#### Records for the exercise ####
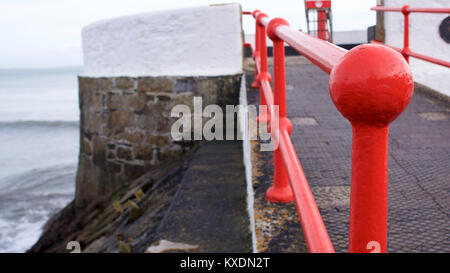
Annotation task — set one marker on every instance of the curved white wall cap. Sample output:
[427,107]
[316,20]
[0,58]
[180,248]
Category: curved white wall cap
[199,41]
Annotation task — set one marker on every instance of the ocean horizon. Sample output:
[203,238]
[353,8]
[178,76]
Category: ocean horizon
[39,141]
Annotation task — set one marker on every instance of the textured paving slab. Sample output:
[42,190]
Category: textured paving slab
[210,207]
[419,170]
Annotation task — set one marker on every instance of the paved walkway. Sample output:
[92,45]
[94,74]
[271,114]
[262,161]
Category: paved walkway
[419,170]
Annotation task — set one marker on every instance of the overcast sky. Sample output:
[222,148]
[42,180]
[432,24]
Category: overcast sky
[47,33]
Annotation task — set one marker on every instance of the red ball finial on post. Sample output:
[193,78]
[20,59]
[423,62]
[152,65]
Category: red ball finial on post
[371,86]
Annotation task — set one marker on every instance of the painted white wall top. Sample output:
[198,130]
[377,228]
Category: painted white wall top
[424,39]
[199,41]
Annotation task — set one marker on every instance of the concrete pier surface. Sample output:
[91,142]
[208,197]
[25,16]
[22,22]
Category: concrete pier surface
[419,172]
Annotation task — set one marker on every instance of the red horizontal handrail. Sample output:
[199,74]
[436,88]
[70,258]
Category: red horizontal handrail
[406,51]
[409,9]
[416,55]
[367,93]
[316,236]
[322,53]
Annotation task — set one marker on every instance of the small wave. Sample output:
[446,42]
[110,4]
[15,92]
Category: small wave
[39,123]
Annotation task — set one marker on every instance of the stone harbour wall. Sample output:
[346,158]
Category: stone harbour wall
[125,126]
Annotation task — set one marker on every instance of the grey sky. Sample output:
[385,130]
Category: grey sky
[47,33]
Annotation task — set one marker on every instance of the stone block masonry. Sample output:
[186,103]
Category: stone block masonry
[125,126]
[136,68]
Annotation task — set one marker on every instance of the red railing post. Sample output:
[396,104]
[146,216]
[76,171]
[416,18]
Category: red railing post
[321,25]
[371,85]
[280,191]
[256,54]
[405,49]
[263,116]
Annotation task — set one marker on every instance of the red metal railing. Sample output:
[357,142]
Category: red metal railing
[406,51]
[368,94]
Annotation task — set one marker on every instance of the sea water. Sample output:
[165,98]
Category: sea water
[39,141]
####
#### Records for the exercise ####
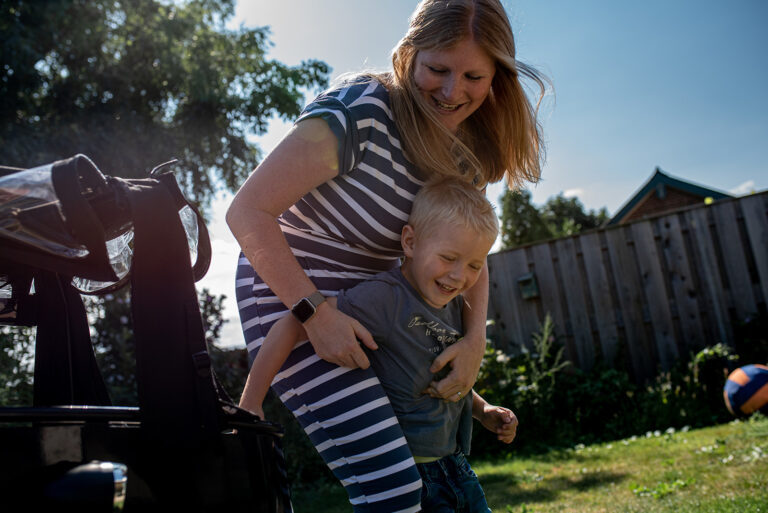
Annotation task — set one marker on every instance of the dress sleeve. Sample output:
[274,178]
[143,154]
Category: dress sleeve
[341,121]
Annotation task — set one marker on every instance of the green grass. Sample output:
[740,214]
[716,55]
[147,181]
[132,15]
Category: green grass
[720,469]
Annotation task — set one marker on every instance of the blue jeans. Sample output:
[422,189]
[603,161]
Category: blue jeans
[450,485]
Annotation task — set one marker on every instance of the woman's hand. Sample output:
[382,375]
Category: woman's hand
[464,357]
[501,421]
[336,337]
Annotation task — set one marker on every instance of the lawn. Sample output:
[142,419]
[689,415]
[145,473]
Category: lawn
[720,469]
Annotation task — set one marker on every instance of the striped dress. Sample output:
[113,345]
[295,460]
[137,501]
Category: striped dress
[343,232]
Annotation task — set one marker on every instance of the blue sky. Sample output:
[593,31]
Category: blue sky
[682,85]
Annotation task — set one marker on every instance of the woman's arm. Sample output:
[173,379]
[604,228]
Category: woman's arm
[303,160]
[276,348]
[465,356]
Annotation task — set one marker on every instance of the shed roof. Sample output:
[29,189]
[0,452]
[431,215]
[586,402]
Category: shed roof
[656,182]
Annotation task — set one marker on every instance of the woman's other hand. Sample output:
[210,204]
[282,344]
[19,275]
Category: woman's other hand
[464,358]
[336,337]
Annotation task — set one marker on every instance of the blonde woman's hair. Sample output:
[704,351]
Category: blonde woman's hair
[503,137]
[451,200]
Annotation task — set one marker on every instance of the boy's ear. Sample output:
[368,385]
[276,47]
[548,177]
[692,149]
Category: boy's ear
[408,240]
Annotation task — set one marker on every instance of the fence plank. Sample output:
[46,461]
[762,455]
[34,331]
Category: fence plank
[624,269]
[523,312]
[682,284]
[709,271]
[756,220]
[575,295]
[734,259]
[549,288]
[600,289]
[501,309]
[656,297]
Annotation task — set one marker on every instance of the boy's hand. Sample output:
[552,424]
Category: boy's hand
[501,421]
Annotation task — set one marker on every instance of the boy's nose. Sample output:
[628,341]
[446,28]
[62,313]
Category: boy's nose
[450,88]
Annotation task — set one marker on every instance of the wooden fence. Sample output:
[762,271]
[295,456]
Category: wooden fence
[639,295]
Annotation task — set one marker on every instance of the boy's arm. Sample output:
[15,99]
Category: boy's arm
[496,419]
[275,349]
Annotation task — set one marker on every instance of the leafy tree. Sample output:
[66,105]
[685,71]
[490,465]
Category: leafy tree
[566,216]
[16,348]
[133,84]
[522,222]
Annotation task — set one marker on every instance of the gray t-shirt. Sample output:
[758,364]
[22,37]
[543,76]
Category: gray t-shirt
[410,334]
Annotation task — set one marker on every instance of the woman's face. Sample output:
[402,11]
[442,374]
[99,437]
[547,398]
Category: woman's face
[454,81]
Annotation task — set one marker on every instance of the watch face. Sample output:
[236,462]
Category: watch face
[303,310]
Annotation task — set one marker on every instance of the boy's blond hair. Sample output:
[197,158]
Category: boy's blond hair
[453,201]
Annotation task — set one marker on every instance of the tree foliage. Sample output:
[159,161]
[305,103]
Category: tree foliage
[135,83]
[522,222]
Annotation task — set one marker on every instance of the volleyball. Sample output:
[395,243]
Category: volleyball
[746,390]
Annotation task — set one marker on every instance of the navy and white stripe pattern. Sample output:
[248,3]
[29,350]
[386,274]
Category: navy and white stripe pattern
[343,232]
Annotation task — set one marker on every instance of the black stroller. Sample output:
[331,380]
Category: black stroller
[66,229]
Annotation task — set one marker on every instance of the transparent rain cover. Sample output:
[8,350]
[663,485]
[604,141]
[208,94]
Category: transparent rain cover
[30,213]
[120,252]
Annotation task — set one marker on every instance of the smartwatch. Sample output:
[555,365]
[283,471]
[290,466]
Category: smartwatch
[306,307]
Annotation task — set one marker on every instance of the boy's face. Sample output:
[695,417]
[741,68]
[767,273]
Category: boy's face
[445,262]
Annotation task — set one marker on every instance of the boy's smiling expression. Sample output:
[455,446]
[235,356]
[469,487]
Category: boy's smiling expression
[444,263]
####
Gather every line of the items above that contains the word "tree", matching case exactly.

Answer to the task
Annotation task — set one marker on every instance of the leafy tree. Sample output:
Category: leafy tree
Annotation task — set one marker on every instance of the tree foliage. Sample output:
Category: tree foliage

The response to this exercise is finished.